> _Input records_:
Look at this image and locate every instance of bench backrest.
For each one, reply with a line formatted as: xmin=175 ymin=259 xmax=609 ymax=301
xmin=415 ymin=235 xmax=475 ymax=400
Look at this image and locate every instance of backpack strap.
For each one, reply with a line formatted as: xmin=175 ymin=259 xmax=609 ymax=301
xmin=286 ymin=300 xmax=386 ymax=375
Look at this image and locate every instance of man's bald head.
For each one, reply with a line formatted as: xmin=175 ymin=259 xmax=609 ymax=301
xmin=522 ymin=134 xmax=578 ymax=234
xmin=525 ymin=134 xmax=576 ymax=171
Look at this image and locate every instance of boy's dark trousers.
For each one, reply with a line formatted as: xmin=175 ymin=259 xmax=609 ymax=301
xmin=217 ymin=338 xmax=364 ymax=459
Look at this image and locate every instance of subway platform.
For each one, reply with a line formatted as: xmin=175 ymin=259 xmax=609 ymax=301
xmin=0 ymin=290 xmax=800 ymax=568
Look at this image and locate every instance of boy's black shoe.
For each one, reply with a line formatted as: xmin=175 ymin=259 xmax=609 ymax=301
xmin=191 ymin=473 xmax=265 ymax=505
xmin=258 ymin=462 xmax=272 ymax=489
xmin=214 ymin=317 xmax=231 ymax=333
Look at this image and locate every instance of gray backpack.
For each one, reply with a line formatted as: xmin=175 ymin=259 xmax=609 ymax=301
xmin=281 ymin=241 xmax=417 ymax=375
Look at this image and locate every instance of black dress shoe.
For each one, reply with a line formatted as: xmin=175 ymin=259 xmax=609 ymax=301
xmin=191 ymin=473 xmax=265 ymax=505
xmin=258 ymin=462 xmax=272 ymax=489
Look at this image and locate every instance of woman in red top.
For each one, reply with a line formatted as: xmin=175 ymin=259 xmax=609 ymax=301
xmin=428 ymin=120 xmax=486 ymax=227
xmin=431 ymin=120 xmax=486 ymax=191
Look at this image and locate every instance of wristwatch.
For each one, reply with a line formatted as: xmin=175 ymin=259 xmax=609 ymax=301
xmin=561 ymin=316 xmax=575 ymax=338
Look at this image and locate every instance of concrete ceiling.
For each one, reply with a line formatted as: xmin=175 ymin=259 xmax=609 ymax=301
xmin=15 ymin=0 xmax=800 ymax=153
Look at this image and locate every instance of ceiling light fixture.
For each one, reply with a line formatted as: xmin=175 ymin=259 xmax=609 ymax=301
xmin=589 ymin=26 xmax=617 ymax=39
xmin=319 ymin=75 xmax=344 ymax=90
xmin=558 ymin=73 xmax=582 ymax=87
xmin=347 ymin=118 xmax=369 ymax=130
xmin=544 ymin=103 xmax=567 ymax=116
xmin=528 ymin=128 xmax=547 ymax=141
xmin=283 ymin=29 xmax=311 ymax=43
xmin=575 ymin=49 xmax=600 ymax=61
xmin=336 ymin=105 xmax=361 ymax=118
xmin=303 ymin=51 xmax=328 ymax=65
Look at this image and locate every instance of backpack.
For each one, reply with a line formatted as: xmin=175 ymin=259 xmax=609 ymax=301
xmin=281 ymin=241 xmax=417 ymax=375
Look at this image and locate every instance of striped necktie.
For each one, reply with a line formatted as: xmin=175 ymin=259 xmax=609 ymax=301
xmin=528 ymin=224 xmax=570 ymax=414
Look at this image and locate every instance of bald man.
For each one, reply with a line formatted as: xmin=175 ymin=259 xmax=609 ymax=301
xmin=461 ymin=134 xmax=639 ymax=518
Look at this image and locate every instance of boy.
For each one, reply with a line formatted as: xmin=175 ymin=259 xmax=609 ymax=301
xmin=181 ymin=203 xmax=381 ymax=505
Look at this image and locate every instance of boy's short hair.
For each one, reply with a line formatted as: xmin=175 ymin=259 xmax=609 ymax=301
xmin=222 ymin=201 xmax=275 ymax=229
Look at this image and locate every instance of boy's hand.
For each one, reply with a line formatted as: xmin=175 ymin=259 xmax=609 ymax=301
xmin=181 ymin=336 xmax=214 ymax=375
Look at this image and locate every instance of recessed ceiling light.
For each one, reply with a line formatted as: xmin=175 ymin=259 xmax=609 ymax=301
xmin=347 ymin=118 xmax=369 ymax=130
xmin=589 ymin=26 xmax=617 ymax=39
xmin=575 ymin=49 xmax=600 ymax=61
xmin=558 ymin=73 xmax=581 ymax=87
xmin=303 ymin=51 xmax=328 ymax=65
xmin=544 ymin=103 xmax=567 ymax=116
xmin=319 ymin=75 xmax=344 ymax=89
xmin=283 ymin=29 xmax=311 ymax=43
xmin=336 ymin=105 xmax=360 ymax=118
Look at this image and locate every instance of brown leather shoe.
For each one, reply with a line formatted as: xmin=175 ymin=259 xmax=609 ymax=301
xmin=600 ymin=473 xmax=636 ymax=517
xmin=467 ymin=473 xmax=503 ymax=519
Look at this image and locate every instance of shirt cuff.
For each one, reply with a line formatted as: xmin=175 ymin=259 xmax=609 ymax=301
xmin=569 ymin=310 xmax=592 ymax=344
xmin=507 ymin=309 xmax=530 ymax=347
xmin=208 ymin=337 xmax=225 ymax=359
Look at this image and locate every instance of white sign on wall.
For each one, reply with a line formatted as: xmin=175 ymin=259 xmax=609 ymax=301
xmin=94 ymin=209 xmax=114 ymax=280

> _Your objective_:
Rewrite all of the lines above, changing "locate every instance of" to "find all instances of" everywhere it appears and leaving everything else the same.

> _Result_:
Look at this image and find all instances of bench backrest.
For each one, reply with a line formatted as: xmin=175 ymin=259 xmax=609 ymax=301
xmin=415 ymin=235 xmax=475 ymax=400
Look at this image and find all instances of backpack strap.
For each one, reply with a line formatted as: xmin=175 ymin=259 xmax=609 ymax=301
xmin=286 ymin=300 xmax=386 ymax=375
Look at this image and find all instances of man's bald head.
For each one, reply with a line formatted as: xmin=175 ymin=259 xmax=609 ymax=301
xmin=522 ymin=134 xmax=578 ymax=234
xmin=525 ymin=134 xmax=576 ymax=171
Look at this image and find all instances of boy's dark trousers.
For each one, reply with a line formatted as: xmin=175 ymin=259 xmax=609 ymax=301
xmin=217 ymin=338 xmax=364 ymax=459
Look at this image and find all instances of subway platform.
For each one, reply with a line formatted as: xmin=175 ymin=259 xmax=609 ymax=301
xmin=0 ymin=290 xmax=800 ymax=568
Look at this image and find all instances of boy's black shoe.
For each one, reply with a line formatted as: xmin=175 ymin=259 xmax=609 ymax=301
xmin=191 ymin=473 xmax=265 ymax=505
xmin=258 ymin=462 xmax=272 ymax=489
xmin=214 ymin=317 xmax=231 ymax=333
Look at this image and find all instances of gray backpack.
For each one, reply with a line formatted as: xmin=175 ymin=259 xmax=609 ymax=301
xmin=281 ymin=241 xmax=417 ymax=375
Look at this image and find all instances of black dress shoe.
For each one, reply with a line formatted as: xmin=175 ymin=259 xmax=609 ymax=301
xmin=191 ymin=473 xmax=265 ymax=505
xmin=258 ymin=462 xmax=272 ymax=489
Look at this image and find all instances of woman in red top.
For each one, reply with a line formatted as: xmin=175 ymin=259 xmax=609 ymax=301
xmin=428 ymin=120 xmax=486 ymax=227
xmin=431 ymin=120 xmax=486 ymax=191
Look at this image and find all instances of wristwatch.
For each one, reply with a line formatted as: xmin=175 ymin=259 xmax=609 ymax=301
xmin=561 ymin=316 xmax=575 ymax=338
Look at this image and find all instances of concrete ceiling.
For each one, reply with a line formatted as: xmin=175 ymin=259 xmax=609 ymax=301
xmin=15 ymin=0 xmax=800 ymax=153
Look at this image and find all instances of ceiling light fixture.
For each one, reply with a line formatted as: xmin=175 ymin=259 xmax=609 ymax=301
xmin=589 ymin=26 xmax=617 ymax=39
xmin=319 ymin=75 xmax=344 ymax=90
xmin=558 ymin=73 xmax=582 ymax=87
xmin=347 ymin=118 xmax=369 ymax=130
xmin=544 ymin=103 xmax=567 ymax=116
xmin=528 ymin=128 xmax=547 ymax=141
xmin=283 ymin=29 xmax=311 ymax=43
xmin=575 ymin=49 xmax=600 ymax=61
xmin=336 ymin=105 xmax=361 ymax=118
xmin=303 ymin=51 xmax=328 ymax=65
Look at this image and find all instances of backpack.
For each one, reply with a line formatted as: xmin=175 ymin=259 xmax=609 ymax=301
xmin=281 ymin=241 xmax=417 ymax=375
Look at this image and find all instances of striped necktie.
For each one, reply with a line formatted as: xmin=175 ymin=259 xmax=609 ymax=301
xmin=528 ymin=224 xmax=570 ymax=414
Look at this image and find all instances of bald man.
For each one, reply with a line formatted as: xmin=175 ymin=259 xmax=609 ymax=301
xmin=461 ymin=134 xmax=639 ymax=518
Look at this image and find all instances of boy.
For each one, reply with a line formatted as: xmin=175 ymin=259 xmax=609 ymax=301
xmin=181 ymin=203 xmax=381 ymax=505
Look at this image and find all instances of boy's short hair.
For each one, reply with a line formatted as: xmin=175 ymin=259 xmax=609 ymax=301
xmin=222 ymin=201 xmax=275 ymax=229
Look at this image and find all instances of boy's hand.
For each one, reply with a line formatted as: xmin=175 ymin=259 xmax=609 ymax=301
xmin=181 ymin=336 xmax=214 ymax=375
Look at this image and find all instances of recessed ceiling light.
For each one, reply with a line formatted as: xmin=175 ymin=259 xmax=609 ymax=301
xmin=347 ymin=118 xmax=369 ymax=130
xmin=589 ymin=26 xmax=617 ymax=39
xmin=575 ymin=49 xmax=600 ymax=61
xmin=558 ymin=73 xmax=581 ymax=87
xmin=303 ymin=51 xmax=328 ymax=65
xmin=544 ymin=103 xmax=567 ymax=116
xmin=319 ymin=75 xmax=344 ymax=89
xmin=283 ymin=29 xmax=311 ymax=43
xmin=336 ymin=105 xmax=360 ymax=118
Look at this image and find all instances of brown leather shoe.
For each one, reply with a line formatted as: xmin=175 ymin=259 xmax=609 ymax=301
xmin=600 ymin=473 xmax=636 ymax=517
xmin=467 ymin=473 xmax=503 ymax=519
Look at this image and find all instances of shirt cuff.
For each one, reply with a line formatted as: xmin=175 ymin=259 xmax=609 ymax=301
xmin=569 ymin=310 xmax=592 ymax=344
xmin=507 ymin=309 xmax=530 ymax=347
xmin=208 ymin=337 xmax=225 ymax=359
Look at this image and find all instances of white sign on wall.
For each one, reply with a line formatted as: xmin=175 ymin=259 xmax=609 ymax=301
xmin=94 ymin=209 xmax=114 ymax=280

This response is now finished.